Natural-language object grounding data
>>>

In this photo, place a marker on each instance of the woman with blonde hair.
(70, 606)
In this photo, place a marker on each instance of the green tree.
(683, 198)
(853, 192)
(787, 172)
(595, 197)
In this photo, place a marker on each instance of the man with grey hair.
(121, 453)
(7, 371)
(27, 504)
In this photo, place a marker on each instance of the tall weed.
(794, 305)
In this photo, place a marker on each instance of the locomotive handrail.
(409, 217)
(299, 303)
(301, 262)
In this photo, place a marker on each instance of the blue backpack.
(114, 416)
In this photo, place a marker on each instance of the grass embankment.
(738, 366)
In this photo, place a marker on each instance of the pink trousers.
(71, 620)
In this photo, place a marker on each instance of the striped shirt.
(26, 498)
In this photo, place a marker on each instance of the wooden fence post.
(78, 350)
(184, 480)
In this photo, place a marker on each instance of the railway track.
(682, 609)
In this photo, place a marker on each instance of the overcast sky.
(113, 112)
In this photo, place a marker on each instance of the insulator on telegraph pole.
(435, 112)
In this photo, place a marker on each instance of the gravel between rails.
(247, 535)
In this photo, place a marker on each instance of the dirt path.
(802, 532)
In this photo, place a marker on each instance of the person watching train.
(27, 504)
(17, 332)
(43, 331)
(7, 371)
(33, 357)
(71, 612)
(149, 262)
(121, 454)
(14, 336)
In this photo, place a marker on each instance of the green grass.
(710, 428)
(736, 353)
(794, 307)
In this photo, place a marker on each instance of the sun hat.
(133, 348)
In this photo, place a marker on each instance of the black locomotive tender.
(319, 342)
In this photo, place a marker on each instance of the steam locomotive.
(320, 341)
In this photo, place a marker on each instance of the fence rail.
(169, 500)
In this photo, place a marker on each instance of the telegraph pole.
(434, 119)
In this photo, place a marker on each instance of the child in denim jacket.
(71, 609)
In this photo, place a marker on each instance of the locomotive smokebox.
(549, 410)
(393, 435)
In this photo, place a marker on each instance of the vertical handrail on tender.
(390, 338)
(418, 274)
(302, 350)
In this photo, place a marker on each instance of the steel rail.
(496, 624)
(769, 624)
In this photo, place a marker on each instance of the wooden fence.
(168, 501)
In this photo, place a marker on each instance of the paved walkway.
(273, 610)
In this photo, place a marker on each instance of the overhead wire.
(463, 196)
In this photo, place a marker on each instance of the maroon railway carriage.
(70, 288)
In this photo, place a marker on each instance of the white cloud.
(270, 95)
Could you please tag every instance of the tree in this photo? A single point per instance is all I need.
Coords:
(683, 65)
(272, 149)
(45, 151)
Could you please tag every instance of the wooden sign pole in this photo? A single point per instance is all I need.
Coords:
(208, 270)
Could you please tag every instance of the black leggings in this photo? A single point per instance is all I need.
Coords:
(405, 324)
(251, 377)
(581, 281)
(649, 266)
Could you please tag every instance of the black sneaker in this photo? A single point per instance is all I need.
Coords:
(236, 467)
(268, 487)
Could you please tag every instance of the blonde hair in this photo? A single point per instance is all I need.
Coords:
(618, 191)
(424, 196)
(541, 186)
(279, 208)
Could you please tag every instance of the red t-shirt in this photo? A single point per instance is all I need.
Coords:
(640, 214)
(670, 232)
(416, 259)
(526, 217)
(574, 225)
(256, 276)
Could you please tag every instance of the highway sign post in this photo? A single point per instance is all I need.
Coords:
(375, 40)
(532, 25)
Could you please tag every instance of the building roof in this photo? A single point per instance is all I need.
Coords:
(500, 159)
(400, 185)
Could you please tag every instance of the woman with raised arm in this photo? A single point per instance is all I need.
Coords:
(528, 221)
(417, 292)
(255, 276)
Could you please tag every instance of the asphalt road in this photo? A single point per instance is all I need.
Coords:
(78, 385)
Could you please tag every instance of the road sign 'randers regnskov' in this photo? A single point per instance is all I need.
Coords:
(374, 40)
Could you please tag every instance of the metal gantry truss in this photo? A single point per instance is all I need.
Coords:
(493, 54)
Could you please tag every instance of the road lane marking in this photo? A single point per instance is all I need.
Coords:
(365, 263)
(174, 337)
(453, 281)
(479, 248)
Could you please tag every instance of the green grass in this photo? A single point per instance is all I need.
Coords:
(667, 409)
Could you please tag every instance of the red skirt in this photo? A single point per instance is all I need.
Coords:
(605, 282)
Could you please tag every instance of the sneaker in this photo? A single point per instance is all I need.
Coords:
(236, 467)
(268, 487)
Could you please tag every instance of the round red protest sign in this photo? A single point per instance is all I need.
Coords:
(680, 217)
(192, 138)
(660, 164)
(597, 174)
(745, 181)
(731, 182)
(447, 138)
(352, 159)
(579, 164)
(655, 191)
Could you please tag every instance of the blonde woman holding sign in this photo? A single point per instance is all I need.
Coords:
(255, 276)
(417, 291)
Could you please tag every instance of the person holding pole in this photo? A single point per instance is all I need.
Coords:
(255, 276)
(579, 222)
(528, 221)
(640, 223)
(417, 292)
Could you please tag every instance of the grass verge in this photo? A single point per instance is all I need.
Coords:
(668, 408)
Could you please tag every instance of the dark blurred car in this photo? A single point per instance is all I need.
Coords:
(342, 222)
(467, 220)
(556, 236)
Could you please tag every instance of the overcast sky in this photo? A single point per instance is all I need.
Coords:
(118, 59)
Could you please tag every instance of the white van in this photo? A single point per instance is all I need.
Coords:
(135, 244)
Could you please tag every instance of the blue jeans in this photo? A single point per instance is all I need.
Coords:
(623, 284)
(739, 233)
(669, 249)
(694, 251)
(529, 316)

<<<

> INSTRUCTIONS TO FOLLOW: What are the lines above that hold the string "road"? Copy them.

> ANSWER AREA:
Could you please tag every instance of the asphalt road in this photo? A single point per instance is all I need.
Could you please tag every instance of the road sign 'randers regnskov' in this photo? A single point per instance is all I need.
Could you please tag every instance of the road lane marking in this photo? A single point per instance is all I need.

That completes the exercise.